(Saved entries)
....

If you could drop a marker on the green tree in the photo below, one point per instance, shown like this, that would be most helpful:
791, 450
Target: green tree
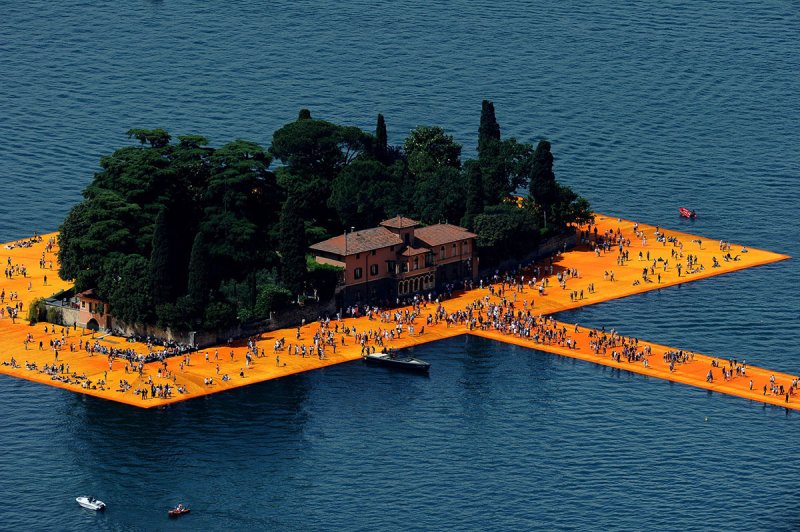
292, 246
381, 138
543, 186
124, 283
161, 267
199, 272
474, 182
489, 129
157, 138
434, 175
241, 200
364, 193
430, 148
91, 231
505, 231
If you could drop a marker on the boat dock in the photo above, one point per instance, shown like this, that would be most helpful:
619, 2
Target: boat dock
602, 270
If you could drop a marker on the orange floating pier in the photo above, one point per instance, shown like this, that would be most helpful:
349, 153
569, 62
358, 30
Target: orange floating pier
589, 274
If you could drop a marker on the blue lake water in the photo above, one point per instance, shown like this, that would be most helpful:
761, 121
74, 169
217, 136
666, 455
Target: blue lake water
649, 106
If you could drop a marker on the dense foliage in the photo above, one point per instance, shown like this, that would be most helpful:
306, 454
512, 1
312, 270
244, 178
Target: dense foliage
187, 235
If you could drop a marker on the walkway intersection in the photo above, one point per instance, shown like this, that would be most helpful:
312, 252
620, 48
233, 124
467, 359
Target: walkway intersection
590, 276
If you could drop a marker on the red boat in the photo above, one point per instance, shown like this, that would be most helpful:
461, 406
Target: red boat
178, 511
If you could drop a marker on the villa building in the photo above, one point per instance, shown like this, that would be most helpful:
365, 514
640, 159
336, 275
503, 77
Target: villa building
398, 259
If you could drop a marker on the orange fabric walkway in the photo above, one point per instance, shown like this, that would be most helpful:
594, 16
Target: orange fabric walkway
583, 268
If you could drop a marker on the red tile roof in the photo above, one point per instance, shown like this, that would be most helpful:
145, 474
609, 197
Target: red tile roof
359, 242
399, 222
438, 234
412, 251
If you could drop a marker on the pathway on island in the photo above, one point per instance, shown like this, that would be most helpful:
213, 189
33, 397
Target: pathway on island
585, 268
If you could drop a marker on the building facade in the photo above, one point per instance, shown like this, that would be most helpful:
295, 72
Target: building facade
398, 259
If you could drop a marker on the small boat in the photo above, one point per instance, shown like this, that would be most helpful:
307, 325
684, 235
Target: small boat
178, 511
91, 503
391, 360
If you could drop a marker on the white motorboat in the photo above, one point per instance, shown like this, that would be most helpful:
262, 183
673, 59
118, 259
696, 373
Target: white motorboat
91, 503
392, 360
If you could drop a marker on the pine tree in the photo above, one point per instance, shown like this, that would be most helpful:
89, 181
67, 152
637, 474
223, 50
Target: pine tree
199, 273
474, 204
543, 186
162, 287
489, 130
381, 136
292, 246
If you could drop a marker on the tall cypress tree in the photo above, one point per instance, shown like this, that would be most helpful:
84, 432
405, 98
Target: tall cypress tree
489, 130
474, 204
199, 273
381, 136
543, 186
292, 245
162, 286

....

- Action item:
Leaving out any pictures, write the records above out exactly as they are.

- Answer to the exercise:
If you could drop a marker on the green tree in the photo below, one point per instance, shown like this, that would be most helpful:
791, 450
Target: green tree
292, 246
381, 138
543, 186
124, 283
161, 267
199, 272
474, 182
489, 129
157, 138
434, 175
241, 200
364, 193
430, 148
91, 231
505, 231
If you could drop a marker on the boat dock in the photo above, one point per instance, shown like this, that would be most helpful:
619, 2
Target: boat dock
602, 270
If you could drop a marker on the orange floating pier in the photo above, one point per instance, shown like this, that would be most helpful:
349, 153
569, 62
358, 30
Target: orange floating pier
589, 274
If you could drop a marker on the blue lake water in the photo above, one point per instance, shown like this, that would be most helpful:
761, 121
74, 169
217, 136
666, 455
Target: blue lake water
649, 106
If you could drop a marker on the dense foliage in the photo above, one point per instance, shown like this, that would be most helpful:
306, 454
512, 1
312, 270
244, 178
Target: dense foliage
187, 235
If you could drop a marker on the walkway intersection in the photo above, one point per instance, shown like this, that would be most helpful:
312, 252
620, 48
233, 124
467, 359
Target: walkway intersection
590, 276
If you could drop a marker on the red boat in the photo above, one point per instance, shown like this, that would be most helpful:
461, 406
Target: red boat
178, 511
If you could drop a marker on the villa building in the photo above, one point per instance, shown like this, that would be most helpful:
365, 514
640, 159
336, 275
503, 77
Target: villa building
398, 259
If you could drop a marker on the orange fabric walkway in the photo above, one point per instance, shown like this, that would be most helpful:
594, 16
Target: orange fabric walkway
583, 268
If you could drop a marker on the red tile roof in the photo above, one point per instance, shown like this, that would be most helpful:
145, 474
609, 197
Target: red tile roof
359, 242
399, 222
438, 234
412, 251
If you could drop a marker on the pathway on island in the photo above, one point per instance, shown like this, that would be most helpful:
213, 189
33, 397
Target: pathway on island
585, 268
If you could drop a marker on the building facade in the photo above, one point per instance, shown like this, that would be most helpful:
295, 72
Target: building facade
398, 259
If you could drop a marker on the small boat in the photo above, one point per instance, shown like this, that would be most helpful:
307, 325
684, 235
Target: small boat
178, 511
91, 503
391, 360
If you could drop a marker on the white motorboat in the photo above, one point per instance, shown like this, that would be most helpful:
262, 183
673, 59
118, 259
696, 373
Target: white motorboat
91, 503
392, 360
If you could drop a marker on the pine tree in the photo above, one point per instance, shown like this, that would be most helpful:
89, 181
67, 152
637, 474
223, 50
Target: pine tree
199, 273
474, 204
543, 186
162, 287
489, 130
381, 136
292, 246
If you could drop a marker on the tall cypress tree in the photo above, one point per instance, shown like this, that would be most helpful:
84, 432
405, 98
Target: tall cypress tree
489, 130
474, 204
199, 273
381, 136
543, 186
292, 245
162, 286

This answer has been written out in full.